→ ABOUT THIS TASK: Where the records below reach the line containing "Target: white dress shirt", start transcribing, and end with the line containing "Target: microphone on stand", exactly and with nothing else added.

════════════════

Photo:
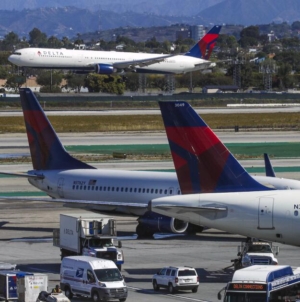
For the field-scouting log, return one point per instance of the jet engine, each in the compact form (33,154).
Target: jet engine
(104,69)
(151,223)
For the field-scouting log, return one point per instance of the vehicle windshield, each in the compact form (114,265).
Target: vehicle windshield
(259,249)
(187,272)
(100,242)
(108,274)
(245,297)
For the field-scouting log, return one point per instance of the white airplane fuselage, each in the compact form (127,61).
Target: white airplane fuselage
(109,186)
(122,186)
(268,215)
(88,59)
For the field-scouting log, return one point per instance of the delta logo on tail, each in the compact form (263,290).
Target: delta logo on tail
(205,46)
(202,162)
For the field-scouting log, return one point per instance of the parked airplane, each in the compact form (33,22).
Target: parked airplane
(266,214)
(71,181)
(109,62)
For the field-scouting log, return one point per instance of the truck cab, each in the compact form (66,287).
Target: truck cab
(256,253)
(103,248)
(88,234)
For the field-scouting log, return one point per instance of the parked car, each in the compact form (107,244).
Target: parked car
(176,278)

════════════════

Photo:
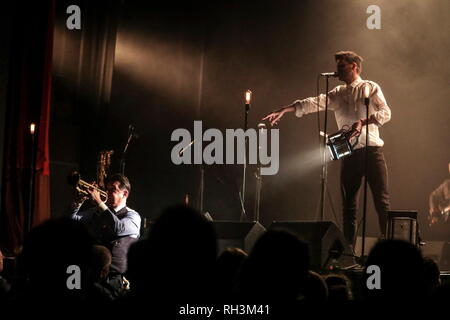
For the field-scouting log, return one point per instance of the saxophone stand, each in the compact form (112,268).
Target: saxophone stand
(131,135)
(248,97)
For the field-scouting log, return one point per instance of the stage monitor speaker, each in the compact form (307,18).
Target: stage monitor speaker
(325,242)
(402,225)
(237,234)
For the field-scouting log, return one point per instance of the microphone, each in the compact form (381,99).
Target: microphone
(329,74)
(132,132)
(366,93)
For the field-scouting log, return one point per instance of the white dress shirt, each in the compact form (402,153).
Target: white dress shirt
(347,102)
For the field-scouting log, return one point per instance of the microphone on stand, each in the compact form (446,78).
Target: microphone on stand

════════════════

→ WRITTEN SOLUTION:
Target: white dress shirt
(347,102)
For the field-scouting log, return one point per instance of the microphone on stand, each in the compact form (446,78).
Target: microphone on stand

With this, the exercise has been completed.